***** SUPPLIED RECORDS *****
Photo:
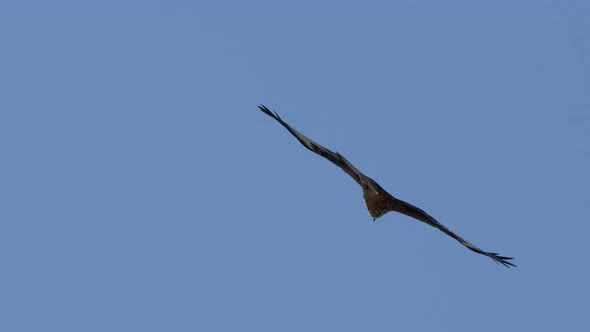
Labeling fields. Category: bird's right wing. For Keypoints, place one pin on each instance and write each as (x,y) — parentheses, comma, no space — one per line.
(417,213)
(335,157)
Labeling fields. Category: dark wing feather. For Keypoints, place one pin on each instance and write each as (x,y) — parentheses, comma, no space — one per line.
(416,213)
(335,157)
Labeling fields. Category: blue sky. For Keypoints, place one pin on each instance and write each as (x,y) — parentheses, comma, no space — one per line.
*****
***** SUPPLIED RECORDS *****
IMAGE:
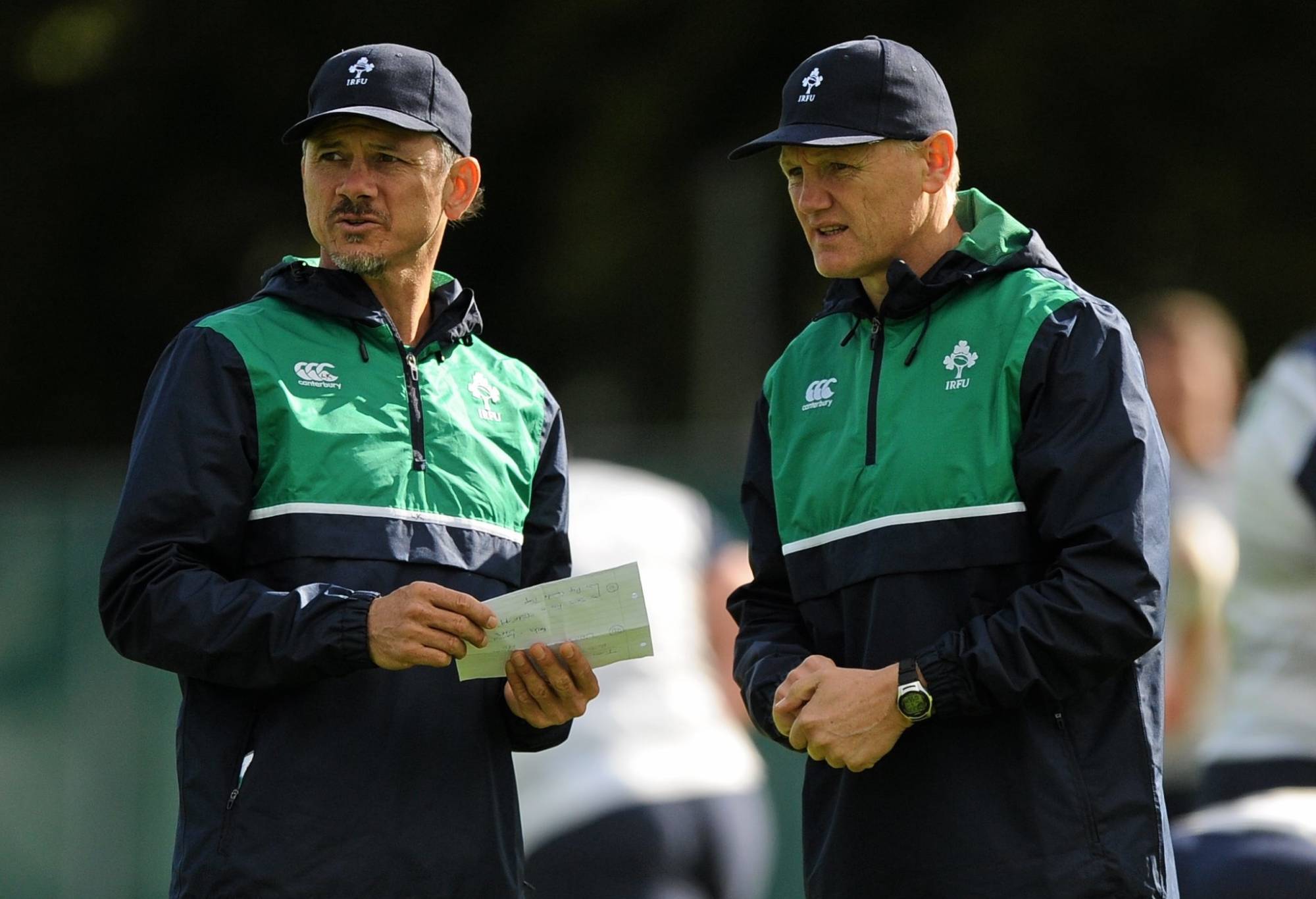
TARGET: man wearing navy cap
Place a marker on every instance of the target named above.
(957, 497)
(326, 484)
*****
### TASK:
Starting with the line that holds "Labeling fields. Category: dark" and ending with the line that holds "Labeling fields. Category: blue", retype every line in the data above exactly, and nothing else.

### RESPONSE TO THIS TASK:
Labeling fields. Category: dark wing feather. For Keypoints, place one pin on each instance and write each as (x,y) — parentheses, comma, no space — one per line.
(416,213)
(335,157)
Labeling fields. Category: blue sky. For Keypoints, place one pin on each instance and write each as (x,y) — parentheses, comma, no space — one per line.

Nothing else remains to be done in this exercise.